• [Work instructions]: Reproduce the material in full, starting at its beginning and ending at the line containing "216;182;241;208", with both ends included. Offset each bounding-box coordinate in the answers by adding 31 to it.

• [Supplied information]:
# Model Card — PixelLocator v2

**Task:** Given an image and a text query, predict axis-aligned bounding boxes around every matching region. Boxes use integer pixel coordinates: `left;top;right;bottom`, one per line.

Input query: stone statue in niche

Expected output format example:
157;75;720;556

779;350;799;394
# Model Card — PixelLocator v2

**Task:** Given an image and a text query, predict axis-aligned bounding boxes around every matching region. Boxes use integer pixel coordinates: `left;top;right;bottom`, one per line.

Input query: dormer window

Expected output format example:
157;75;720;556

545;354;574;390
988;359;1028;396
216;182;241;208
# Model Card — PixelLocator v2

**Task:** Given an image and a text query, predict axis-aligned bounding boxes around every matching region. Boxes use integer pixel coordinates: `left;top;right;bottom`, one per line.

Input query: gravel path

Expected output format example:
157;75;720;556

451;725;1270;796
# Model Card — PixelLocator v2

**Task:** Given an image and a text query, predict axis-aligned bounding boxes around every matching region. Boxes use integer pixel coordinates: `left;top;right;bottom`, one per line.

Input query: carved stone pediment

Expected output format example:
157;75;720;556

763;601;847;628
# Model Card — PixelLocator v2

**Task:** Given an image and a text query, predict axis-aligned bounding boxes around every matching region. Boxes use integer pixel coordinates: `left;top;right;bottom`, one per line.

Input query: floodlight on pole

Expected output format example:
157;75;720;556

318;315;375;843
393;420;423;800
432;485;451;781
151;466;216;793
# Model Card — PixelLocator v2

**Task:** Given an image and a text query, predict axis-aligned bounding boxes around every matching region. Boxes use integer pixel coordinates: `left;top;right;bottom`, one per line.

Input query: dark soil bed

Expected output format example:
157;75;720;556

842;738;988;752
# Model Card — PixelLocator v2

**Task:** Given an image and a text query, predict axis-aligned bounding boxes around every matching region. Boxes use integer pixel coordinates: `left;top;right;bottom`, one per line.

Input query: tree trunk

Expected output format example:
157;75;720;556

• [Solution for this problem]:
# Model Card — PixelLocator v2

**Task:** Given an image and a text query, predict axis-aligned bounding boxes around every matching region. Boxes use integer pixel coordinates: `left;top;right;bottom`, one per line.

Input query: stone statue in niche

Expected output format example:
157;75;720;556

810;381;830;425
# Model Card — PixelLocator v2

**Task:** Given an image and a text query, predict axis-aligned bounding boxes around every matching region. Boxes use integer pixel coordinates: `left;top;right;bottom`, one per line.

Input query: dormer window

Expected output format example:
157;75;720;556

576;385;605;421
1019;390;1059;427
247;213;272;239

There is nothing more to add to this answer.